■ **INSTRUCTIONS TO FOLLOW**
Can you reproduce the entire paper listing on sound source localization below, word for word?

■ **SELECTED EXTRACT**
┌────────

IFAN: An Icosahedral Feature Attention Network for Sound Source Localization
Xin-Cheng Zhu,Hong Zhang,Hui-Tao Feng,Deng-Huang Zhao,Xiao-Jun Zhang,Zhi Tao
DOI: https://doi.org/10.1109/tim.2023.3348907
IF: 5.6
2024-01-01
IEEE Transactions on Instrumentation and Measurement
Abstract:Currently, sound source localization (SSL) techniques based on deep learning mainly rely on traditional signal processing methods to generate input features. Nevertheless, the applicability of these features in various environments shows significant differences. This study proposes a new single SSL model, called the icosahedral feature attention network (IFAN), to overcome this limitation. The proposed IFAN not only uses steered response power with phase transform (SRP-PHAT) but also develops steered response power with least mean square (SRP-LMS) as inputs of the network. The IFAN network encodes spatial position information into convolution kernels by introducing icosahedral convolutions. In addition, it adaptively learns optimal feature weights based on the input acoustic environment using the sigmoid function to capture the spatial distribution information of the sound source. For single-source SSL and tracking scenarios, the proposed method on the localization and tracking (LOCATA) challenge data corpus outperforms other state-of-the-art models. Moreover, it is capable of learning complementary information even in acoustic simulations involving a wide range of reverberations. The proposed IFAN can thus enhance the robustness and performance in different environments.

└────────

■ **MATERIAL SUPPLIED**
┌────────

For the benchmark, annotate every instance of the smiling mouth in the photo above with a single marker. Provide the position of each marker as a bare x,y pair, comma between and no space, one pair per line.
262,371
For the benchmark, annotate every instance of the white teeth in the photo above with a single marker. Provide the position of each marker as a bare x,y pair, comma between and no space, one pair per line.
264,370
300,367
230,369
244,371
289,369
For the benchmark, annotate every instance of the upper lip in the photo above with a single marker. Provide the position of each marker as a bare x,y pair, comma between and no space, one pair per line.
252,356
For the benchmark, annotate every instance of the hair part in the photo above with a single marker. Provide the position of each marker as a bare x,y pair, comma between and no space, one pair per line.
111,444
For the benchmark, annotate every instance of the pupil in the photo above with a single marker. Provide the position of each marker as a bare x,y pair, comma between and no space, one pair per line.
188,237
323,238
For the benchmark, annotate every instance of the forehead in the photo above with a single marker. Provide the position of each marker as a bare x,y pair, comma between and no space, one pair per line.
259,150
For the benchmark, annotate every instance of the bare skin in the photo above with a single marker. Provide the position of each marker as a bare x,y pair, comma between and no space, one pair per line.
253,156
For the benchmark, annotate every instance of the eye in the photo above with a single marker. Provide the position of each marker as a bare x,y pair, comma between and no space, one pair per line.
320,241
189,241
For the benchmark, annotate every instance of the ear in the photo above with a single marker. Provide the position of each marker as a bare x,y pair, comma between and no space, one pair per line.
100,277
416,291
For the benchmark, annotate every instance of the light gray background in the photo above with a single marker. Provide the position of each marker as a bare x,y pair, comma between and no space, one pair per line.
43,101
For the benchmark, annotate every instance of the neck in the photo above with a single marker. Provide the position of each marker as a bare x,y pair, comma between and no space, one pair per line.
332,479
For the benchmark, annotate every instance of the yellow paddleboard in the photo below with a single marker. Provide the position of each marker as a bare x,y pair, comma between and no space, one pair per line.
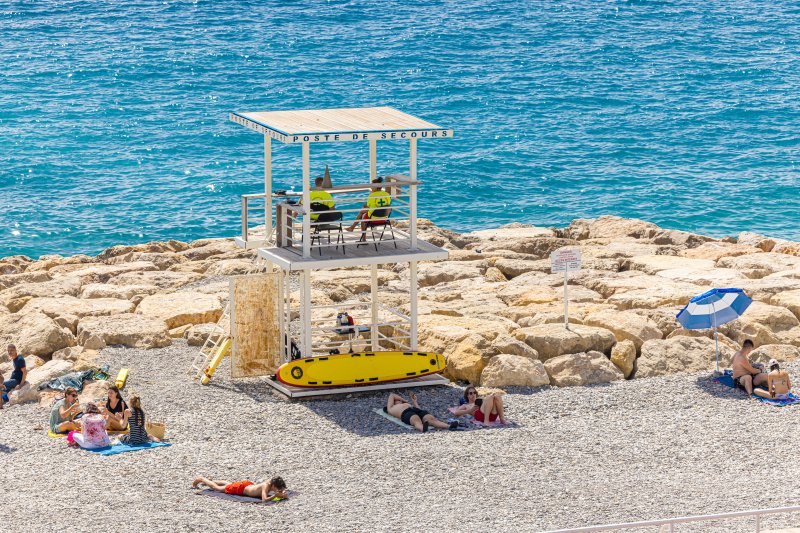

└────────

■ **THE ANSWER**
IFAN: An Icosahedral Feature Attention Network for Sound Source Localization
Xin-Cheng Zhu,Hong Zhang,Hui-Tao Feng,Deng-Huang Zhao,Xiao-Jun Zhang,Zhi Tao
DOI: https://doi.org/10.1109/tim.2023.3348907
IF: 5.6
2024-01-01
IEEE Transactions on Instrumentation and Measurement
Abstract:Currently, sound source localization (SSL) techniques based on deep learning mainly rely on traditional signal processing methods to generate input features. Nevertheless, the applicability of these features in various environments shows significant differences. This study proposes a new single SSL model, called the icosahedral feature attention network (IFAN), to overcome this limitation. The proposed IFAN not only uses steered response power with phase transform (SRP-PHAT) but also develops steered response power with least mean square (SRP-LMS) as inputs of the network. The IFAN network encodes spatial position information into convolution kernels by introducing icosahedral convolutions. In addition, it adaptively learns optimal feature weights based on the input acoustic environment using the sigmoid function to capture the spatial distribution information of the sound source. For single-source SSL and tracking scenarios, the proposed method on the localization and tracking (LOCATA) challenge data corpus outperforms other state-of-the-art models. Moreover, it is capable of learning complementary information even in acoustic simulations involving a wide range of reverberations. The proposed IFAN can thus enhance the robustness and performance in different environments.